┌──

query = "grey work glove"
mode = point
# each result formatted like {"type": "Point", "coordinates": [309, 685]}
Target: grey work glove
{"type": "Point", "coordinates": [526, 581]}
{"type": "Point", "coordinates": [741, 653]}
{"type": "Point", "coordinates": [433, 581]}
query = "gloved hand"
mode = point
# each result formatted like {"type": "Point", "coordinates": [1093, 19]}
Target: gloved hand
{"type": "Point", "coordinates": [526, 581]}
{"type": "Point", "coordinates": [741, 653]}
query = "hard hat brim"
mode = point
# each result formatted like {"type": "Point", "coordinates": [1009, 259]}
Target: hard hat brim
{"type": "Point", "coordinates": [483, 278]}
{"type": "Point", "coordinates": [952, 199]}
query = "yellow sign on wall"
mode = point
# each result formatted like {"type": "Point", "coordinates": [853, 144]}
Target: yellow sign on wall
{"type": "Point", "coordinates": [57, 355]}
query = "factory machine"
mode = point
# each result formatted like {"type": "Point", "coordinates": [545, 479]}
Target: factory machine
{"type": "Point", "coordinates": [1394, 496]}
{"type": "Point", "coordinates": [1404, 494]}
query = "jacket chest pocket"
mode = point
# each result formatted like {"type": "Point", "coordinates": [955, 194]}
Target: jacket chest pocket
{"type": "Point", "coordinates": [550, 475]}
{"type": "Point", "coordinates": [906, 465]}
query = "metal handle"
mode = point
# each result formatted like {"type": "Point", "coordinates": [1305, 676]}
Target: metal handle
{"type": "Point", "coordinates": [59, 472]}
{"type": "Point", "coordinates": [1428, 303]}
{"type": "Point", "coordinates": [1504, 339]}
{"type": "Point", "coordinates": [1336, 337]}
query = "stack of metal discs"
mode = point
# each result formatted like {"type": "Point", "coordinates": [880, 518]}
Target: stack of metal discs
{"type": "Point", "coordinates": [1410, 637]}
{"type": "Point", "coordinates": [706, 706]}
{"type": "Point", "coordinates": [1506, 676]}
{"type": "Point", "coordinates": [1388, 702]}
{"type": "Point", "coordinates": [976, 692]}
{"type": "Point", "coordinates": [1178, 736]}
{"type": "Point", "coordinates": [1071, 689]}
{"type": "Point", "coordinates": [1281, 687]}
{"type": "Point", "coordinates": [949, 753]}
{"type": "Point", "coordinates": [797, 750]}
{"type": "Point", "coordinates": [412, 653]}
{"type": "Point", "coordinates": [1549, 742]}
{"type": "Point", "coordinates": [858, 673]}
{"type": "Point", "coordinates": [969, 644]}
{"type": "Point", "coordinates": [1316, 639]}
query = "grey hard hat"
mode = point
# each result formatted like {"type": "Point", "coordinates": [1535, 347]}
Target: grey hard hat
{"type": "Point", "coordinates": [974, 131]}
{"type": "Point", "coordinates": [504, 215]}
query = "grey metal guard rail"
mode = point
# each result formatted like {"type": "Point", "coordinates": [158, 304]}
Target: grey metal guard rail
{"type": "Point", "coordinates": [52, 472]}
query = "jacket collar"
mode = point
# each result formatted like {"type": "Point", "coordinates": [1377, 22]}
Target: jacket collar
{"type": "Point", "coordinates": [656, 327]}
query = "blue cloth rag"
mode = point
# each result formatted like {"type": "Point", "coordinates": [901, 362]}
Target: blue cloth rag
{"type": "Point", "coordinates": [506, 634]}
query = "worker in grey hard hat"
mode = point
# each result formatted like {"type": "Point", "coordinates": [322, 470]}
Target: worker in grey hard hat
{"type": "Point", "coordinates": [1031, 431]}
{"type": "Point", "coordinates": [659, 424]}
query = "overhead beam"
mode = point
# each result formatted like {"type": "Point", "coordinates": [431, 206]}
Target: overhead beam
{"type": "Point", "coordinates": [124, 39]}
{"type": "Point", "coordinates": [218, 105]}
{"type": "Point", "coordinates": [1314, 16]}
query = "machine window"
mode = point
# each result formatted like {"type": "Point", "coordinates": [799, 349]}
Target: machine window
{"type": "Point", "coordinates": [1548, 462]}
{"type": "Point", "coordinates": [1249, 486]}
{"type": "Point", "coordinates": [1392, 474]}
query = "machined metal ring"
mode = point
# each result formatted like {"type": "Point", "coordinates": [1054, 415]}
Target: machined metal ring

└──

■ Requirements
Repeat the preceding lines exactly, please, every one of them.

■ Result for this exercise
query = "grey work glove"
mode = point
# each result formatted like {"type": "Point", "coordinates": [309, 685]}
Target: grey work glove
{"type": "Point", "coordinates": [526, 581]}
{"type": "Point", "coordinates": [741, 653]}
{"type": "Point", "coordinates": [433, 581]}
query = "gloved hand"
mode = point
# each result formatted like {"type": "Point", "coordinates": [1093, 19]}
Target: gloved hand
{"type": "Point", "coordinates": [526, 581]}
{"type": "Point", "coordinates": [741, 653]}
query = "hard hat brim"
mode = point
# each result formatted like {"type": "Point", "coordinates": [1009, 259]}
Target: hard hat brim
{"type": "Point", "coordinates": [483, 278]}
{"type": "Point", "coordinates": [952, 199]}
query = "yellow sign on wall"
mode = point
# each result formatted like {"type": "Point", "coordinates": [853, 144]}
Target: yellow sign on wall
{"type": "Point", "coordinates": [57, 355]}
query = "factory machine"
mode = point
# each result formatted like {"type": "Point", "coordinates": [545, 479]}
Target: factory machine
{"type": "Point", "coordinates": [1394, 496]}
{"type": "Point", "coordinates": [1404, 494]}
query = "jacket chest pocket"
mode = point
# each result formatted like {"type": "Point", "coordinates": [955, 194]}
Target: jacket chest pocket
{"type": "Point", "coordinates": [550, 475]}
{"type": "Point", "coordinates": [906, 465]}
query = "metal handle"
mode = point
# each result formatted like {"type": "Point", "coordinates": [1305, 676]}
Target: metal handle
{"type": "Point", "coordinates": [59, 472]}
{"type": "Point", "coordinates": [1428, 303]}
{"type": "Point", "coordinates": [1504, 339]}
{"type": "Point", "coordinates": [1336, 337]}
query = "stack of metal discs"
mode = point
# each result formatted like {"type": "Point", "coordinates": [880, 518]}
Target: stack of metal discs
{"type": "Point", "coordinates": [1410, 637]}
{"type": "Point", "coordinates": [706, 706]}
{"type": "Point", "coordinates": [1506, 676]}
{"type": "Point", "coordinates": [1388, 702]}
{"type": "Point", "coordinates": [976, 692]}
{"type": "Point", "coordinates": [1178, 736]}
{"type": "Point", "coordinates": [1071, 689]}
{"type": "Point", "coordinates": [1281, 687]}
{"type": "Point", "coordinates": [949, 753]}
{"type": "Point", "coordinates": [797, 750]}
{"type": "Point", "coordinates": [412, 653]}
{"type": "Point", "coordinates": [1549, 742]}
{"type": "Point", "coordinates": [858, 673]}
{"type": "Point", "coordinates": [969, 644]}
{"type": "Point", "coordinates": [1316, 639]}
query = "grey hard hat"
mode = point
# each result formatted like {"type": "Point", "coordinates": [1535, 347]}
Target: grey hard hat
{"type": "Point", "coordinates": [974, 131]}
{"type": "Point", "coordinates": [504, 215]}
query = "grey metal guard rail"
mode = point
# each result formatted like {"type": "Point", "coordinates": [158, 304]}
Target: grey metal guard rail
{"type": "Point", "coordinates": [52, 472]}
query = "jacket collar"
mode = point
# each result formatted like {"type": "Point", "coordinates": [1377, 22]}
Target: jacket collar
{"type": "Point", "coordinates": [656, 327]}
query = "blue cloth rag"
mode = point
# each result formatted like {"type": "Point", "coordinates": [901, 362]}
Target: blue cloth rag
{"type": "Point", "coordinates": [506, 634]}
query = "worker in grey hard hat"
mode = point
# each result formatted like {"type": "Point", "coordinates": [322, 470]}
Target: worker in grey hard hat
{"type": "Point", "coordinates": [1031, 431]}
{"type": "Point", "coordinates": [659, 424]}
query = "overhead beam"
mode = point
# each result formatted like {"type": "Point", "coordinates": [431, 206]}
Target: overhead beam
{"type": "Point", "coordinates": [124, 39]}
{"type": "Point", "coordinates": [218, 105]}
{"type": "Point", "coordinates": [1314, 16]}
query = "machine window"
mode = point
# each result formatted like {"type": "Point", "coordinates": [799, 349]}
Target: machine window
{"type": "Point", "coordinates": [1548, 462]}
{"type": "Point", "coordinates": [1249, 486]}
{"type": "Point", "coordinates": [1392, 474]}
query = "machined metal ring"
mode = point
# each result formatted like {"type": "Point", "coordinates": [1054, 415]}
Target: machined metal ring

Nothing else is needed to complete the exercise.